• TASK SET
[a] In the buy now, pay later article below, what statutory net profit after tax did Humm deliver in 1H21?
[b] Carry the buy now, pay later article below forward from its final sentence.

Afterpay is certainly not alone in its partial fall from grace. Fellow buy now, pay later (BNPL) shares Zip Co Ltd (ASX: Z1P) and Sezzle Inc (ASX: SZL) have also experienced substantial falls of late amid a wider sell-off across the tech sector.
While sentiment for Afterpay and its cohort might appear to have turned somewhat sour, analysts at Macquarie believe Humm Group Ltd (ASX: HUM) could outperform.
Humm, a profitable BNPL company
Unlike many of its BNPL counterparts, Humm is currently profitable. In 1H21, the company delivered a statutory net profit after tax of $38.6 million. During the same period, Afterpay delivered a statutory loss after tax of $79.2 million.
Humm reported its third-quarter results on Wednesday, in which the company delivered record transaction volumes of $100.8 million for its BNPL segment during the month of March.

(Stored items)

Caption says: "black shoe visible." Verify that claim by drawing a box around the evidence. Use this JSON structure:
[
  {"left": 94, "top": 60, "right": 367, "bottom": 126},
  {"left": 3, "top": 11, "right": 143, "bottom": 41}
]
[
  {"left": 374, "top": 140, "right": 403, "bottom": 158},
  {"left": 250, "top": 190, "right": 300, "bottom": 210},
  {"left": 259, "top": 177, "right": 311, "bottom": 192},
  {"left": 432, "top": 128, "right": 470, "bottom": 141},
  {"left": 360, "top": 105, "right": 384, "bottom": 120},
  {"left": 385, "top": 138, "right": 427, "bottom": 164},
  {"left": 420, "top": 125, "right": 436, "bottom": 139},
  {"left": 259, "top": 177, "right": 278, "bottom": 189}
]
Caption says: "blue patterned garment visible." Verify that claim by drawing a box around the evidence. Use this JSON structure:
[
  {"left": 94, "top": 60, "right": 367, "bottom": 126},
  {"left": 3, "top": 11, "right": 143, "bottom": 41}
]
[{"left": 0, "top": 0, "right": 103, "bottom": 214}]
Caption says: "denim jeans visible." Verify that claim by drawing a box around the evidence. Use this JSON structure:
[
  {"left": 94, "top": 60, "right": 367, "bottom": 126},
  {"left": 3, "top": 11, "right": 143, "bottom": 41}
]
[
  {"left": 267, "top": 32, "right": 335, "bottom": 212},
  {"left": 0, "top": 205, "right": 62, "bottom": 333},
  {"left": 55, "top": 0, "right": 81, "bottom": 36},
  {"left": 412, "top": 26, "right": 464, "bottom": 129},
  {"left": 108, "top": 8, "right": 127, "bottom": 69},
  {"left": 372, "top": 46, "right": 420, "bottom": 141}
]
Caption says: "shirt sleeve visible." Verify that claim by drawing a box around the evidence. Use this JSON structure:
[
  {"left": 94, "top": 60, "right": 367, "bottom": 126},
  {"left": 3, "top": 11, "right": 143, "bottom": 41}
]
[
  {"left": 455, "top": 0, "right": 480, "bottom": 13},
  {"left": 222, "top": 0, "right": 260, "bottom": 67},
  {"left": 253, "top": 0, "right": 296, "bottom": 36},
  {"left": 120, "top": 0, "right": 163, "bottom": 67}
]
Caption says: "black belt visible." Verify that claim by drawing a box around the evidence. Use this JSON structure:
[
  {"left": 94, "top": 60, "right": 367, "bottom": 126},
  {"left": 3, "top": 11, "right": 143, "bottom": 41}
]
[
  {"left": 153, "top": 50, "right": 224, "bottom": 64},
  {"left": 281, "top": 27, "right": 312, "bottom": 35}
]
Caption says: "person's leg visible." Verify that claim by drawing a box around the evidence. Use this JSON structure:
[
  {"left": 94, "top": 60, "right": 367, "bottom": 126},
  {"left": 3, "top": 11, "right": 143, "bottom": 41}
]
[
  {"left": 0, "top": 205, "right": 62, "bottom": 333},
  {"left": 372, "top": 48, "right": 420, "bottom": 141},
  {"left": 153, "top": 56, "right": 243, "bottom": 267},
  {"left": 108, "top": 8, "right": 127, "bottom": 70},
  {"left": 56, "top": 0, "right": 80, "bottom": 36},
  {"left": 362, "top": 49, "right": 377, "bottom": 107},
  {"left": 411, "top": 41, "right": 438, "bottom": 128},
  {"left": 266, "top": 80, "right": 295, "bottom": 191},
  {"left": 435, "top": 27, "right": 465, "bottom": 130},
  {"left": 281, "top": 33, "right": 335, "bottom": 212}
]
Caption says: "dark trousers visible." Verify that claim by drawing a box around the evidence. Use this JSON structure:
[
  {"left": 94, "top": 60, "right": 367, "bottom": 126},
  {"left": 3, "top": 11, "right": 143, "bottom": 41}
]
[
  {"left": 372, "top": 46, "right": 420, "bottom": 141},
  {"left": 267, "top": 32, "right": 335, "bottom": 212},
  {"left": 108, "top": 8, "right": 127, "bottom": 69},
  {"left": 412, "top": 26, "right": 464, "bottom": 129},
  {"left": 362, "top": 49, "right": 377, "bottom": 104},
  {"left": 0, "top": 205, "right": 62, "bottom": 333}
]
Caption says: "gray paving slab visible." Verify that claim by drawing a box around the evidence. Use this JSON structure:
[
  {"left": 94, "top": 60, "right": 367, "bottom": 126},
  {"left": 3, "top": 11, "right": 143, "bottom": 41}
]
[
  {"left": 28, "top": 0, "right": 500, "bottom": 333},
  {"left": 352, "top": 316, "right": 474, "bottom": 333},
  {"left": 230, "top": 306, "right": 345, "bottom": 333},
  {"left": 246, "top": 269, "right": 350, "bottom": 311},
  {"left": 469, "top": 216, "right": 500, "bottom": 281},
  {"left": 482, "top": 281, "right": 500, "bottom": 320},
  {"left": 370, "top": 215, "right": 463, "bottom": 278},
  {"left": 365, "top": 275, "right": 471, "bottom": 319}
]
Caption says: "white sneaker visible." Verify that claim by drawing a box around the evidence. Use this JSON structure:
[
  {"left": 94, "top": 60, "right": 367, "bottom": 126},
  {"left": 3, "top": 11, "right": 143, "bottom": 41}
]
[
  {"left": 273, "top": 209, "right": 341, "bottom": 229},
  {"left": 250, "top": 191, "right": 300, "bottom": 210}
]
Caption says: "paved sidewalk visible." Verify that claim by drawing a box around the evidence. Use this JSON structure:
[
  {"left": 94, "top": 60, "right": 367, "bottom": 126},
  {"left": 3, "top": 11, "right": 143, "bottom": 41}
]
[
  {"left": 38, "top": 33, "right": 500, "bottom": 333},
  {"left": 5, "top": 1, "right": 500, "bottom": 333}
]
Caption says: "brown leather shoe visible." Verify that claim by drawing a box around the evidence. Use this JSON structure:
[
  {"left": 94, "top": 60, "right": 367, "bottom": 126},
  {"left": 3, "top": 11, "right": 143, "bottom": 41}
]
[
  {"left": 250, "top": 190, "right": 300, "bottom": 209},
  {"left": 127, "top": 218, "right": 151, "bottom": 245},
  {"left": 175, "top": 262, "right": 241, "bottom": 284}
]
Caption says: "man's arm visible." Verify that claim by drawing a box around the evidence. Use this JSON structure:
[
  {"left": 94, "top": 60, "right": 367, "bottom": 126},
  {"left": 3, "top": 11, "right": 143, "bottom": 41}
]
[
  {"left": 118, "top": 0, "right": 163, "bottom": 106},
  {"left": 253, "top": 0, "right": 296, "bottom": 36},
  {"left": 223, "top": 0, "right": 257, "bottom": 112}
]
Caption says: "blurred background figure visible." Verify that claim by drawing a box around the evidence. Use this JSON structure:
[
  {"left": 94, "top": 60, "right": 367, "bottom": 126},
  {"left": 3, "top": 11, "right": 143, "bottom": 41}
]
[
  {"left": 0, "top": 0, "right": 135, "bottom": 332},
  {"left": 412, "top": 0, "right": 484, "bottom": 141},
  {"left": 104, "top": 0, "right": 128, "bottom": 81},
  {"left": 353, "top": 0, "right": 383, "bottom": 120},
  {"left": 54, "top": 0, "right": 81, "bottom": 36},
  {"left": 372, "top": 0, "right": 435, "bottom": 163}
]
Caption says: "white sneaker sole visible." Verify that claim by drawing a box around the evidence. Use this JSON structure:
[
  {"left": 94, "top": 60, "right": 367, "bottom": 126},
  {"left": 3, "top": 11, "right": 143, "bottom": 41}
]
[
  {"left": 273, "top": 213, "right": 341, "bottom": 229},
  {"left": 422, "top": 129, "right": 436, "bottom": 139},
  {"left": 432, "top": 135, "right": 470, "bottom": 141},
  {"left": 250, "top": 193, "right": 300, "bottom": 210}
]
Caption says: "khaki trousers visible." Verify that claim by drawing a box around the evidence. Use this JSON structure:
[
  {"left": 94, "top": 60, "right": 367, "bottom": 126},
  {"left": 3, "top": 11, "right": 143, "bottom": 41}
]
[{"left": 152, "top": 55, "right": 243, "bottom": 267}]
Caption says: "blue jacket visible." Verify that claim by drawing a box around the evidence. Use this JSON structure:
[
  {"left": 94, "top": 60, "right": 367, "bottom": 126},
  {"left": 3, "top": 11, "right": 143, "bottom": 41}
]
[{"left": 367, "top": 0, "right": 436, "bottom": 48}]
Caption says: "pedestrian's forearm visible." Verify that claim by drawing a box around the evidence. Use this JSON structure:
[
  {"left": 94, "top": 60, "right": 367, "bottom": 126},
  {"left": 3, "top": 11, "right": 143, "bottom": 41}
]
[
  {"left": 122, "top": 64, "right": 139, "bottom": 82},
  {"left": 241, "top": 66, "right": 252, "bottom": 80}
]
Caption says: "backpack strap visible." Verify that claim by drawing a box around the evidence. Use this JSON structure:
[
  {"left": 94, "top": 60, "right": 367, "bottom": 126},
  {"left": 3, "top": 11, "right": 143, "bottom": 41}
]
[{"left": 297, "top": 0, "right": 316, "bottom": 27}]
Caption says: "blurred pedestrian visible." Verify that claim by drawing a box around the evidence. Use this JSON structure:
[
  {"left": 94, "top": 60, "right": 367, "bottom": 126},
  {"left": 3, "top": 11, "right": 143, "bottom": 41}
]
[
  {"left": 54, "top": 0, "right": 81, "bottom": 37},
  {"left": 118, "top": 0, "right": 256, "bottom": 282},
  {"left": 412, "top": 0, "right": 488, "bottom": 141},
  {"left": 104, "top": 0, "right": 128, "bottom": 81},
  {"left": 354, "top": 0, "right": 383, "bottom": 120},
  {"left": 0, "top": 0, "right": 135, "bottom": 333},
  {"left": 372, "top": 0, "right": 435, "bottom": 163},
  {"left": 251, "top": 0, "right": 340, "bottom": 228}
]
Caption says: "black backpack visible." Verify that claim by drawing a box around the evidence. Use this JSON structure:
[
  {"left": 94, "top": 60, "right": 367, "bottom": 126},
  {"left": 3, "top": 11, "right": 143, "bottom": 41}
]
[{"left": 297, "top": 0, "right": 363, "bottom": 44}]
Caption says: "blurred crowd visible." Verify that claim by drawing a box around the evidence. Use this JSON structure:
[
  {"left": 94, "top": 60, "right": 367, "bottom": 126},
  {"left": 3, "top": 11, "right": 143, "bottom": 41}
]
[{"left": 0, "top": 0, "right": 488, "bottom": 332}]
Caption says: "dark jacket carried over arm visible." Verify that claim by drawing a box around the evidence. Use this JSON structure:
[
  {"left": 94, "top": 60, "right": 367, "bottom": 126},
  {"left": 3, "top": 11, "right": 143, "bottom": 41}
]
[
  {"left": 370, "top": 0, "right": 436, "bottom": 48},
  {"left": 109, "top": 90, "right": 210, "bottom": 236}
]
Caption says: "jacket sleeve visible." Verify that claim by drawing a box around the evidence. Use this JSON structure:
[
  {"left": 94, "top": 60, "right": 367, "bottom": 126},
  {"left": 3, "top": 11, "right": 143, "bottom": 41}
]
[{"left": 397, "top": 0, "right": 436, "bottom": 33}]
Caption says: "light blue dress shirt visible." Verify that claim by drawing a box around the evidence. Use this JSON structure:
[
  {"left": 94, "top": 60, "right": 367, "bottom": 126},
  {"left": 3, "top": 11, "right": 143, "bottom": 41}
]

• OUTPUTS IN ORDER
[a] $38.6 million.

[b]
Humm’s commercial and leasing segment also delivered a strong volume improvement, up 61.7% on the prior corresponding period to $142.2 million.
This strong result was offset by a weak performance for its Humm’s Cards ANZ segment, where volumes were down 26.5% to $264.8 million. According to Humm, an improvement in this segment is expected in the near term as spending is returning to key volume categories.
The company pointed to the United Kingdom and Canada as significant opportunities for its differentiated offering in bigger-ticket, longer-term instalment plans. It intends to enter both markets in the near term with a focus on the home and home improvement, health care, automotive, and luxury retail sectors.
Macquarie thinks Humm shares could outperform
Macquarie has come out with an ambitious outperform rating and $1.30 target price for Humm this morning.
This compares to its note on 20 April in which it declared a neutral rating on Afterpay with a $120 target price.
Macquarie forecasts FY21 earnings per share of 16.40 cents and a dividend per share of 3.40 cents from Humm. With the Humm share price trading at 94 cents at the time of writing, this would put the company on a price-to-earnings ratio of just 5.7 times FY21 estimates.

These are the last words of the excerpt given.